[begin AVAILABLE DATA]
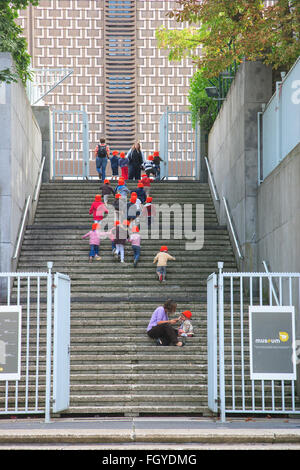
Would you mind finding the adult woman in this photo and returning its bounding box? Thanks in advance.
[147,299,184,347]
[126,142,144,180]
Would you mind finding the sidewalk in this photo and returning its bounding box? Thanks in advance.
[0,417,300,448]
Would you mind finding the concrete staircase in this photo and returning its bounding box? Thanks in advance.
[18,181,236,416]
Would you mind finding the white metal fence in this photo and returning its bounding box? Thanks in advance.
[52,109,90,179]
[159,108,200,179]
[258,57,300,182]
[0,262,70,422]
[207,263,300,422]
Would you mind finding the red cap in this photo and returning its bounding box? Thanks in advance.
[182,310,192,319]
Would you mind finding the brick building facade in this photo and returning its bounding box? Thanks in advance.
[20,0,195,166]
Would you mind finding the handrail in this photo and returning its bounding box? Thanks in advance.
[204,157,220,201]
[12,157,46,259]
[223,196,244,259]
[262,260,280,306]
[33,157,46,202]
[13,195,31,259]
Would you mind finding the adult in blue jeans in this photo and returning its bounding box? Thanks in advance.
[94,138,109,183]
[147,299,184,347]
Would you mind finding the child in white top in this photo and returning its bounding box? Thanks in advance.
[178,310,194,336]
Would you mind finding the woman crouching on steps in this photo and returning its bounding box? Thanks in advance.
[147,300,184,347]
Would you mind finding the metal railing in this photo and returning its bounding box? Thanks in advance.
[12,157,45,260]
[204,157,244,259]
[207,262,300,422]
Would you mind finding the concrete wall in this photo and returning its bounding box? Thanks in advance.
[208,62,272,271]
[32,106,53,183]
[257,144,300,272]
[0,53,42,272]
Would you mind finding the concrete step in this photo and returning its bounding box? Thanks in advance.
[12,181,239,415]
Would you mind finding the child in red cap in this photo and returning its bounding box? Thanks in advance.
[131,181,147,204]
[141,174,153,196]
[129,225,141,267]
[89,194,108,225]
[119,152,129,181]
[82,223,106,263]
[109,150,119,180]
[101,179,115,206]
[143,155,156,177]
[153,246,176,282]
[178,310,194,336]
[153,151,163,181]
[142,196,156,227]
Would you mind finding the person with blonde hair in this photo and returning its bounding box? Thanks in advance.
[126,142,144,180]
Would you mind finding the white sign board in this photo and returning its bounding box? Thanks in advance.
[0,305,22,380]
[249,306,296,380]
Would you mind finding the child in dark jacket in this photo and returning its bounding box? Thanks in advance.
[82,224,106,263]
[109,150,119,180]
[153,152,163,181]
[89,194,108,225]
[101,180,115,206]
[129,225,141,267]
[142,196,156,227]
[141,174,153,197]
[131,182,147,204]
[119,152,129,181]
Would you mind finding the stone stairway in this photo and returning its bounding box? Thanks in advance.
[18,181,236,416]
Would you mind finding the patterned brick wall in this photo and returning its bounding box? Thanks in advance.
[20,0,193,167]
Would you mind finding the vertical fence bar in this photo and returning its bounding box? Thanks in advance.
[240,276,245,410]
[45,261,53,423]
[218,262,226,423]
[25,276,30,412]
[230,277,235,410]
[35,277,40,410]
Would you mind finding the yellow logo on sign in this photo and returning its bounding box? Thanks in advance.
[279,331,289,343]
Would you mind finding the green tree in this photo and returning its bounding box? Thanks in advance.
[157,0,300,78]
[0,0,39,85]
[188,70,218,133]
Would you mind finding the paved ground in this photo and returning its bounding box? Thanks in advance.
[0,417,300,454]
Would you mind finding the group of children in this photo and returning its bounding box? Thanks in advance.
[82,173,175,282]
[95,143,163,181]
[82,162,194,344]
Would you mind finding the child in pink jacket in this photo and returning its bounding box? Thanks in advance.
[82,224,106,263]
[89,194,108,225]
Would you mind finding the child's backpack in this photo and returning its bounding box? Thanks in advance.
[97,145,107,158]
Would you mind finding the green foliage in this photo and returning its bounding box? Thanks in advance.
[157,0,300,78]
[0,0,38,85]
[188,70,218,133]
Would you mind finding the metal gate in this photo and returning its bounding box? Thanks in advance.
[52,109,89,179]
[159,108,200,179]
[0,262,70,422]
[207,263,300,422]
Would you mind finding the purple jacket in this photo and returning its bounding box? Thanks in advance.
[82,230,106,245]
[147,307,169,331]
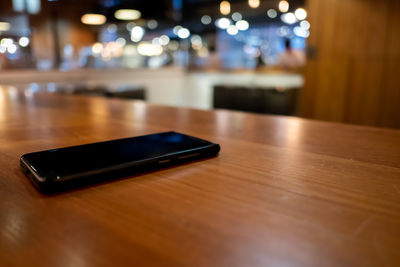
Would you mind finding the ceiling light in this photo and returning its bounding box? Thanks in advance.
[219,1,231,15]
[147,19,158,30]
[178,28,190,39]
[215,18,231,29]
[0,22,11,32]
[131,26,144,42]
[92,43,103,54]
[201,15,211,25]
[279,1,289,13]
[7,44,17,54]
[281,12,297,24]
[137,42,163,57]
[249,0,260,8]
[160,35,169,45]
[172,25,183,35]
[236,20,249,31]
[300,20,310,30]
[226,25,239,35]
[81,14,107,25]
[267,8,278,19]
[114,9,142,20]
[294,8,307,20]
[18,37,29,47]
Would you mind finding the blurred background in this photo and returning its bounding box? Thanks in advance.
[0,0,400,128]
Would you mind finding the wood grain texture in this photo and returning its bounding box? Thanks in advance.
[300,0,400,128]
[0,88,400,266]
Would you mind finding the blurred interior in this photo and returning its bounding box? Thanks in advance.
[end AVAILABLE DATA]
#### WHAT THE EXERCISE ASKS:
Edit the entries above, replacing "photo" with "image" wherever it occurs and keeping every other line unchanged. Omit the pictures from the output.

#### ANSWER TO THIS PROBLEM:
Would you mind finding the adult woman in this image and returning its bounding box? Thanks in advance.
[147,299,184,347]
[126,142,144,180]
Would you mind finding the sidewalk in this image and returning its bounding box? Thanks in advance.
[0,417,300,448]
Would you mind finding the concrete staircase in this image and returning its bounding box? Thanks in advance.
[18,181,236,416]
Would you mind finding the white metal fence in this image and returning its bounding box? Thanks in advance.
[52,109,90,179]
[159,108,200,179]
[258,57,300,182]
[0,262,70,422]
[207,263,300,422]
Would you mind finding the red cap in this image and returning its bounding box? Thanks in advance.
[182,310,192,319]
Would you mind finding the brick building facade in this image and returning its bounding box? Thanks in advance.
[20,0,195,166]
Would you mind finding the handrail in this image and returning its bounding box? Thanks in advance.
[204,157,220,201]
[12,157,46,259]
[223,196,244,259]
[262,260,280,306]
[33,157,46,202]
[13,195,31,259]
Would you mind finding the adult in blue jeans in this image and returning its bounding box? Thanks in advance.
[94,138,109,183]
[147,299,184,347]
Would you mind finding the child in white top in this image and returning its bounding box? Thanks in advance.
[178,310,194,336]
Would you mind finding the woman crouching on steps in this image and returning its bounding box? Thanks in advance.
[147,300,184,347]
Would you mind finding the metal railing in this image and returning its bounding box? Thanks in advance.
[12,157,45,260]
[204,157,244,259]
[207,262,300,422]
Would you mind finding the concrete wall in this image and returning its bounding box? Thanks in advance.
[208,62,272,271]
[32,106,53,183]
[257,144,300,272]
[0,53,42,272]
Would you mind finding the concrete step in this image and returning its bounding box? Thanks in advance.
[12,181,239,415]
Would you mind finding the child in red cap in this image and returning its bounding box? Thanks in advance.
[131,181,147,204]
[141,174,153,196]
[129,225,141,267]
[89,194,108,225]
[119,152,129,181]
[82,223,106,263]
[109,150,119,180]
[101,179,115,206]
[143,155,156,177]
[153,246,176,282]
[178,310,194,336]
[153,151,163,181]
[142,196,156,227]
Would you mind finding the person with blonde hair in this image and returning its bounding box? Thanks in advance.
[126,142,144,180]
Would you mind finding the white sign board in this image and returning its bounding box? Thanks in advance.
[0,305,22,380]
[249,306,296,380]
Would you mind finding the child in dark jacket in this image and returning its bounding box? Thanks in advance.
[82,224,106,263]
[109,150,119,180]
[153,152,163,181]
[89,194,108,225]
[101,180,115,206]
[129,225,141,267]
[142,196,156,227]
[141,174,153,197]
[131,182,147,204]
[119,152,129,181]
Would you mind finding the stone stairway in this image and returning its bounding box? Thanks in advance.
[18,181,236,416]
Would you mind finding the patterned brick wall in this image and returning its bounding box? Thanks in advance.
[20,0,193,167]
Would you mind finding the vertical fence bar in this image and returning its bounding box? Thanks in advance.
[240,276,245,410]
[45,261,53,423]
[218,262,226,423]
[25,276,30,412]
[230,277,235,410]
[35,277,40,410]
Would you mind finding the yellow logo on sign in this image and returning its bounding box? Thanks in advance.
[279,331,289,343]
Would you mind finding the green tree in this image and returning its bounding box? Thanks in advance.
[157,0,300,78]
[0,0,39,85]
[188,70,218,133]
Would you mind finding the paved ground in this image and returning its bounding box? Thanks in advance.
[0,417,300,454]
Would you mind finding the group of children in this image and returning its bounding box? Thanks in advance.
[82,173,175,282]
[95,143,163,181]
[82,162,194,344]
Would you mind finding the child in pink jacket in this image and returning its bounding box? Thanks in advance.
[82,224,106,263]
[89,194,108,225]
Would you mind finding the child's backpack in this image and returning its bounding box? Thanks in advance.
[97,145,107,158]
Would you mind finding the green foliage in this image and returning its bounding box? Thanks in advance.
[157,0,300,78]
[0,0,38,85]
[188,70,218,133]
Would you mind finding the metal gate in this image and returning its bounding box? Thanks in advance.
[52,109,89,179]
[159,108,200,179]
[0,262,70,422]
[207,263,300,422]
Would you mind finding the purple jacket in this image and returning its bounding box? Thanks in advance.
[82,230,106,245]
[147,307,169,331]
Would you mind finding the ceiling light in this image and returning its bounding box? Thanks in advance.
[219,1,231,15]
[147,19,158,30]
[178,28,190,39]
[215,18,231,29]
[0,22,11,32]
[131,26,144,42]
[92,43,103,54]
[201,15,211,25]
[279,1,289,13]
[7,44,17,54]
[281,12,297,24]
[137,42,163,57]
[249,0,260,8]
[160,35,169,45]
[172,25,183,35]
[236,20,249,31]
[300,20,310,30]
[226,25,239,35]
[81,14,107,25]
[267,8,278,19]
[114,9,142,20]
[294,8,307,20]
[18,37,29,47]
Would you mind finding the blurred background in this image and returning its bounding box? Thanks in advance.
[0,0,400,128]
Would you mind finding the wood grain texture in this image and returning its bounding box? Thanks in advance.
[300,0,400,128]
[0,88,400,266]
Would you mind finding the blurred interior in this image and returning its bounding box? Thanks in advance.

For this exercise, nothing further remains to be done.